▸ **PASSAGE TO READ**:
━━━━━━

Just out of curiosity, why are you focusing on a document store database?
It seems that wide column store might also be appropriate for this type of
application given the similarity in both structure and content of many
fields.
In any case, the trick in my mind is how to represent MARC in JSON
(disclaimer: I haven't tried to do this yet). Breaking it into pieces that
index well but which also can be recombined without going through
contortions doesn't sound easy because the obvious solution of converting
each field into an object strikes me as more awkward than it should be. My
gut reaction would be to store the entire MARC record in MARCXML, and
normalize and index field values to facilitate search/retrieval.
JSON maybe a great data exchange format, but it's not a markup language
like XML so doing things like preserving field order or just getting a
bird's eye view of content across multiple fields or subfields becomes more
complex.

━━━━━━

▸ **SUPPLIED INFORMATION**:

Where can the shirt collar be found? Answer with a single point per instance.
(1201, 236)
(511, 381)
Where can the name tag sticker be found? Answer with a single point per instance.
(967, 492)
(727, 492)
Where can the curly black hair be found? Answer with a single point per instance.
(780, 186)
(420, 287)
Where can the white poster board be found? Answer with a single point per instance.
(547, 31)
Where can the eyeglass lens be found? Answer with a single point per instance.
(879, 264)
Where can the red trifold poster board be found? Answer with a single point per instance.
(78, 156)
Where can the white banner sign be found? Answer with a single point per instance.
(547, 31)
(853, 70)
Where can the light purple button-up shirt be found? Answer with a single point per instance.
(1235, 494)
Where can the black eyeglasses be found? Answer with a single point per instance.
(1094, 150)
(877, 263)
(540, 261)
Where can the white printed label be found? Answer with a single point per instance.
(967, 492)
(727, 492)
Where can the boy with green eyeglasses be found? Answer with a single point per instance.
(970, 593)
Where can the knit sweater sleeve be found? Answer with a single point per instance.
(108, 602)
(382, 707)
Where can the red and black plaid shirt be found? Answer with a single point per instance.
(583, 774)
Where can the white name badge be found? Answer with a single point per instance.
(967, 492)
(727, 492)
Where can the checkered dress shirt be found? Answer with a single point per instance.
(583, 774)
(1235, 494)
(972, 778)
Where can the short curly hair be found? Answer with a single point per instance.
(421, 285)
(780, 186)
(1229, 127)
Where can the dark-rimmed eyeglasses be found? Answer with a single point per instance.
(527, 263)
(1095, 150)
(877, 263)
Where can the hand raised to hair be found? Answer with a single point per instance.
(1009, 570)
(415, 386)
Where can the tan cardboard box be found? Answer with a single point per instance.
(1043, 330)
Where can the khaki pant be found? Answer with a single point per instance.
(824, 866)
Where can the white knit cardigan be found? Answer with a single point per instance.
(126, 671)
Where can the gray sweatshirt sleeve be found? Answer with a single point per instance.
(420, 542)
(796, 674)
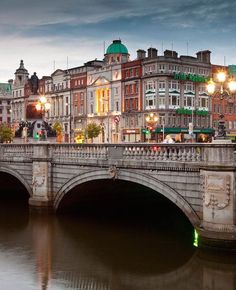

━━━━━━

▸ **WHAT THE TASK ASKS**: In the forum post on representing MARC in JSON, which format would the writer's gut reaction choose for storing the entire MARC record?

▸ **RESPONSE TO THE EXERCISE**: MARCXML